= YOUR INSTRUCTIONS =
Produce a word-for-word copy of the listing below without its pictures.

= Image point annotation entries =
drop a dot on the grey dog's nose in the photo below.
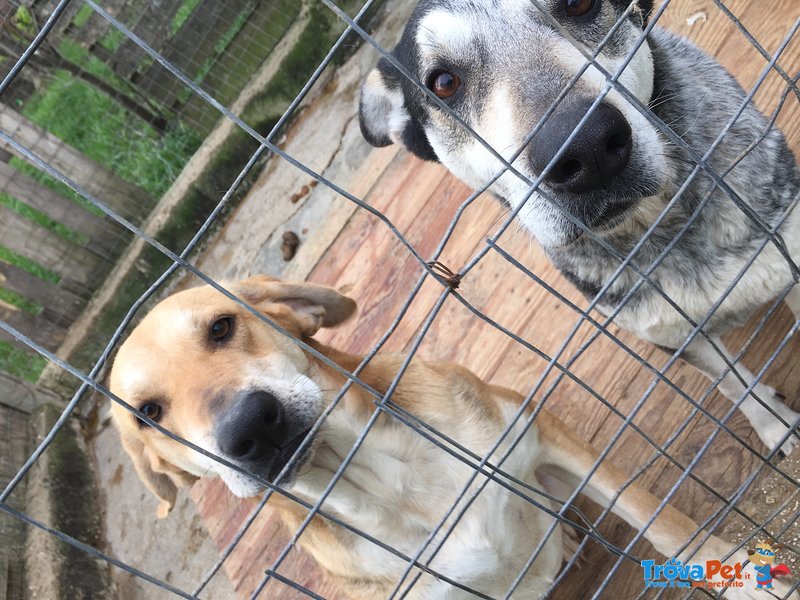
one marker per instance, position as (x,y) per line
(598,154)
(251,428)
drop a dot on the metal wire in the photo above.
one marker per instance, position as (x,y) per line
(483,466)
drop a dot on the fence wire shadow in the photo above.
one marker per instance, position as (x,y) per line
(559,364)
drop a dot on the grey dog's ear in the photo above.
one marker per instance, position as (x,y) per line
(384,115)
(307,305)
(646,7)
(160,477)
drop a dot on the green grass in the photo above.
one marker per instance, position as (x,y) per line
(110,135)
(183,13)
(41,219)
(219,48)
(29,266)
(83,14)
(112,39)
(22,364)
(21,302)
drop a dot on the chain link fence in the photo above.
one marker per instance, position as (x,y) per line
(184,92)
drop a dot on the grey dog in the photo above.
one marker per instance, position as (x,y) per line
(500,64)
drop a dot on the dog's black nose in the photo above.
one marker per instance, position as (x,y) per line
(598,154)
(251,428)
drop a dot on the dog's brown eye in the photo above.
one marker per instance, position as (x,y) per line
(151,410)
(221,329)
(444,84)
(578,8)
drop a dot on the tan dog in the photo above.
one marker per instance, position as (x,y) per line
(216,375)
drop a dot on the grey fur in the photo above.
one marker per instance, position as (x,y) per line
(507,45)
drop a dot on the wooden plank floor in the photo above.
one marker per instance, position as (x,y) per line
(421,199)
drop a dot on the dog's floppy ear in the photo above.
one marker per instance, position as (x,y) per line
(160,477)
(645,8)
(307,305)
(384,116)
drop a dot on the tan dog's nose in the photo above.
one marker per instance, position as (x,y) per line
(252,430)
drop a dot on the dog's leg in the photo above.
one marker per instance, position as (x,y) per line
(571,459)
(702,355)
(793,300)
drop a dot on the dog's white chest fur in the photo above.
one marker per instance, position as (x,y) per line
(400,486)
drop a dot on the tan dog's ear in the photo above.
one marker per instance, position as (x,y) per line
(312,306)
(160,477)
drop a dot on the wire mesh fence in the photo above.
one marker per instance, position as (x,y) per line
(684,456)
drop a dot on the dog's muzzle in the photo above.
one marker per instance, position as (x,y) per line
(256,434)
(596,156)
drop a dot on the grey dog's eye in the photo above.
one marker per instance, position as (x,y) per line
(221,329)
(151,410)
(578,8)
(444,84)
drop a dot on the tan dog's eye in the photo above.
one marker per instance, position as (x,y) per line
(444,84)
(579,8)
(152,411)
(221,329)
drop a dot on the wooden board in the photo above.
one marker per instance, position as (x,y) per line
(421,199)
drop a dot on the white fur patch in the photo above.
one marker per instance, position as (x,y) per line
(444,33)
(382,108)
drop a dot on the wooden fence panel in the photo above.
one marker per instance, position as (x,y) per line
(69,260)
(104,236)
(63,304)
(152,25)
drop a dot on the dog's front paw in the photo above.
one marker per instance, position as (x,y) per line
(770,429)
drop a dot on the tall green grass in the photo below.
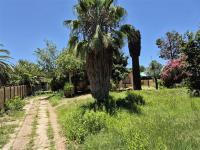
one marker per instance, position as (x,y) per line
(170,119)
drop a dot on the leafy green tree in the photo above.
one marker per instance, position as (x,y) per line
(142,68)
(170,46)
(134,44)
(191,49)
(95,36)
(119,70)
(154,70)
(26,73)
(47,58)
(68,64)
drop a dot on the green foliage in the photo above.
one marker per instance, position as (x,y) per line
(4,56)
(55,99)
(79,124)
(192,51)
(142,68)
(169,120)
(69,65)
(154,69)
(47,58)
(170,46)
(15,104)
(26,73)
(5,131)
(68,89)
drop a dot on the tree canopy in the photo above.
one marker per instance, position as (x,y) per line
(170,45)
(47,58)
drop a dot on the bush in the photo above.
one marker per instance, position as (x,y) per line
(173,72)
(192,51)
(15,104)
(68,90)
(54,100)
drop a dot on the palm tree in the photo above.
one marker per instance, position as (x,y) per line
(4,66)
(134,44)
(95,36)
(4,56)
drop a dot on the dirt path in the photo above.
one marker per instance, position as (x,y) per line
(33,132)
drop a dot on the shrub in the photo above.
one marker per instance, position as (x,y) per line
(173,72)
(15,104)
(54,100)
(192,51)
(68,90)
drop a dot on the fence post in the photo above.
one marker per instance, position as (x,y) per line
(4,95)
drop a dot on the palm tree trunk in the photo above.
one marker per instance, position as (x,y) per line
(70,77)
(136,73)
(156,83)
(99,68)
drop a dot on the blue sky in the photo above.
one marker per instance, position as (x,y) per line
(25,24)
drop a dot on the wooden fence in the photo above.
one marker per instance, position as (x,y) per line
(7,93)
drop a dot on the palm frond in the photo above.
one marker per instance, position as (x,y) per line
(73,41)
(4,51)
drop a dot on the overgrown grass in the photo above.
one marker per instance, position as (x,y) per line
(33,134)
(170,119)
(5,131)
(13,111)
(50,134)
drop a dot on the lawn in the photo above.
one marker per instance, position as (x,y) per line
(170,119)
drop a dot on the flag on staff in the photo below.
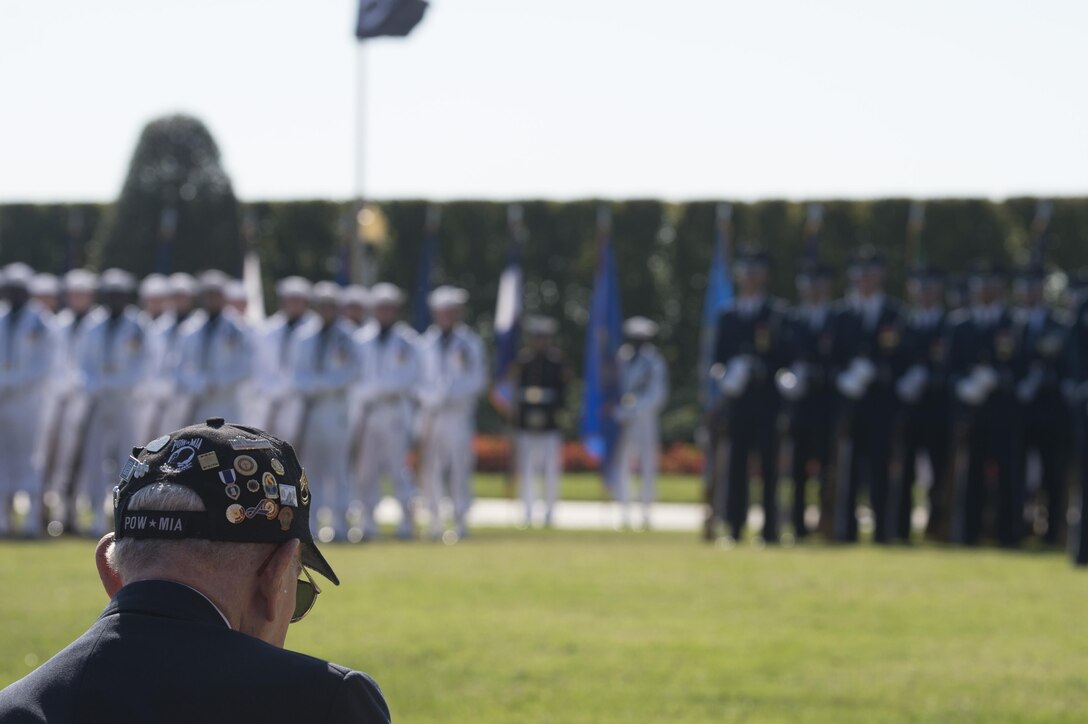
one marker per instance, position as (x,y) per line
(391,17)
(420,311)
(814,221)
(1043,209)
(915,222)
(719,293)
(598,428)
(508,311)
(251,269)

= SOLVED EXERCISE =
drop a dot on the grey dog's nose in the photo below.
one marker per instance, position as (x,y) per line
(598,154)
(251,428)
drop a dot on the metal wire in the photo above.
one marker per instance, position as (x,y) per line
(483,466)
drop a dot on the fence wire shadow in the photo above.
one marker per instance, position as (x,y) per line
(559,364)
drop a dot on the grey dog's ear in the photo above.
one marker per instance, position as (x,y) per line
(384,115)
(307,305)
(646,7)
(160,477)
drop a dot on the green grass in the photo above.
one marker per instance, position as (x,y) per line
(110,135)
(183,13)
(41,219)
(219,48)
(29,266)
(83,14)
(112,39)
(22,364)
(21,302)
drop a dot on the chain link fence in the photo above.
one marker per instance, position as (x,y) per line
(184,92)
drop a dot on the grey dog in the photo above.
one marker per instance, position as (x,y) per line
(500,64)
drop a dot on the dog's black nose in the photo above.
one marker per instance, position as (x,y) per line
(598,154)
(251,428)
drop a dot on the dog's brown eye in the photo above.
one marker per instance, position as (x,y) per line
(151,410)
(221,329)
(444,84)
(578,8)
drop a dot on the tan dog in the photo above.
one marker per instance, position as (x,y) per line
(216,375)
drop a dot on the grey fur in the photo above.
one marker per instance, position as (x,y) per line
(507,45)
drop a dot on the wooden plank floor in the photo above.
one marker per instance, position as (x,y) per line
(421,199)
drop a dot on the dog's floppy ear in the photo above.
one marker per instance, position as (x,y) per line
(160,477)
(645,8)
(307,305)
(384,116)
drop a dot on the tan dog's nose in the photo above.
one marker per instance, position as (x,y) per line
(252,430)
drop a dot on the dog's leg in the photo above.
one marker per instance, position as (x,y) per line
(571,459)
(702,355)
(793,300)
drop a dot on the dog's white chest fur in the photo above.
one marker per instance, position as (x,y) per line
(400,486)
drop a dot on the tan dog's ear in the photo above.
one marker per instance, position as (x,y) per line
(312,306)
(160,477)
drop a dot on the wire mesh fence in the photo above.
one marker per instance, position as (x,y) per line
(684,456)
drop a dot on the dog's muzzle in the photo above.
one marker per instance, position as (x,y) per line
(256,434)
(596,156)
drop a dot on the grey dog's eye in the photo above.
one marker per instance, position as (x,y) per line
(221,329)
(151,410)
(578,8)
(444,84)
drop a dot on the tan dog's eye in the photo above.
one marker per instance, position as (x,y) per line
(444,84)
(579,8)
(152,411)
(221,329)
drop a dot on the wooden board in the photo above.
one marker per instance, position as (x,y) per line
(421,199)
drop a dot on the white fur patch in the photo above.
one marker per instance, position as (x,y) per line
(444,33)
(382,108)
drop a dot on the wooden fence panel in the photo above.
one marker per instance, position as (x,y) per line
(69,260)
(104,236)
(63,304)
(152,25)
drop a dot on the dog's front paw in the photo above.
one marker per instance, position as (x,y) per line
(770,429)
drop a dot on the tall green grass in the photo below.
one marker per instance, position as (x,y) per line
(170,119)
drop a dot on the leafy green tree in the photo above.
one marker per instance, position as (x,y) per line
(142,68)
(170,46)
(134,44)
(191,49)
(95,36)
(119,70)
(154,70)
(26,73)
(47,58)
(68,64)
drop a dot on the green foliage in the photo above.
one marker per instance, position as (x,y) per line
(4,56)
(55,99)
(79,124)
(192,51)
(142,68)
(169,120)
(69,65)
(154,69)
(47,58)
(170,46)
(15,104)
(26,73)
(5,131)
(68,89)
drop a dot on the tree canopy in the photo above.
one marker per instance, position as (x,y) per line
(170,45)
(47,58)
drop a dot on the bush in the photo above.
one marker per instance, position as (x,y) per line
(173,72)
(192,51)
(15,104)
(68,90)
(54,100)
drop a dot on the palm tree in the photo above.
one marker per instance, position as (x,y) per line
(4,66)
(134,44)
(95,36)
(4,56)
drop a dot on the dirt path in the photo above.
one marker per instance, position as (x,y) per line
(33,132)
drop a dot on the shrub in the photo above.
one marker per instance, position as (x,y) per line
(173,72)
(15,104)
(54,100)
(192,51)
(68,90)
drop a dot on the fence post in the photo above.
one marker per instance, position as (x,y) per line
(4,95)
drop a dot on the palm tree trunk in the photo above.
one marker per instance, position as (x,y) per line
(70,77)
(136,73)
(156,83)
(99,68)
drop a dot on the blue sky in the photo above.
one marker per instance, position as (x,y) per line
(25,24)
drop a dot on the wooden fence in the photo above.
one marker per instance, position as (x,y) per line
(7,93)
drop a dot on the palm frond in the photo above.
one marker per instance, position as (x,y) per line
(73,41)
(4,51)
drop a dot on the overgrown grass in the photo above.
one marker per instance, position as (x,y) per line
(33,134)
(170,119)
(5,131)
(13,111)
(50,134)
drop a dot on the lawn in the photo above.
one marker per instance, position as (x,y) per line
(170,119)
drop a dot on the flag on staff in the photo below.
one marker per instance, position as (x,y) per line
(391,17)
(420,311)
(814,221)
(1043,209)
(915,222)
(719,293)
(598,428)
(508,311)
(251,269)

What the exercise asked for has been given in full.